USCIS just released the March 2020 visa bulletin and it looks like the beginning of a (hopefully) positive trend for employment based (EB) visas. EB-1, Eb-2 and EB-5 have all advanced between three days to six months ahead. EB-3, however, retrogressed and like predicted from data in the February 2020 visa bulletin, it is expected to continue in this state of retrogression for the next couple of months without any change. All categories under family and employment based preferences are advised to use the Dates for Filing. See Table below.
|EB-1||March 15, 2017||October 1, 2017|
|EB-2||July 1, 2009||August 1, 2016|
|EB-3||February 1, 2010||August1, 2008|
|EB-5||Current||December 15, 2015|
EB-3 Worldwide Retrogression
EB-3 has continued to grow in demand. In order to keep the processing schedules in check the cut-off dates for ROW besides India and China has been retrogressed to January 1, 2017 with immediate effect. Adjustment of Status applications will continue unhindered until USCIS says otherwise. EB-3 for India and China have advanced to January 15, 2009 and March 22, 2016 respectively.
EB-5: Big Step Forward
EB-5 China saw the biggest forward movement with an advancement all the way up to May 15, 2015. EB-5 India advanced as well – seven weeks to October 22, 2018. ROW remains current. While EB-5 has a growing demand compare to other employment based visas, it doesn’t always reflect full capacity to meet the total number of visas available in each fiscal year. China is a case in point. Although the current scare of the Coronavirus has affected China as a whole, the number of EB-5 petitions filed continue to rise. However, there aren’t enough applicants to meet the total numbers in each year. By advancing the cut-off dates for EB-5 China, USCIS hopes to create more demand in this category.

Exercise:
Extend the March 2020 visa bulletin write-up past its final sentence with a few more paragraphs in the same style.

Data to examine:
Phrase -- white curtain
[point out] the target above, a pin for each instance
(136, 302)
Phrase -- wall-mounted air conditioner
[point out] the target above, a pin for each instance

Your response:
|February 2020||March 2020|
|India||September 1, 2018||October 22, 2018|
|China||December 1, 2014||May 15, 2015|
Good to Know
To follow the above analysis, please keep in mind that priority date means that the immigrant visas will be available to individuals whose priority date is earlier than the cut-off date for filing.
For employment-based categories, an applicant’s priority date is the date of PERM application or Form I-140 submission, whichever is applicable.
For family-based categories, an applicant’s priority date is the date of the Form I-130 submission.
If priority dates are unavailable in the visa bulletin, applicants cannot apply for a green card in that category.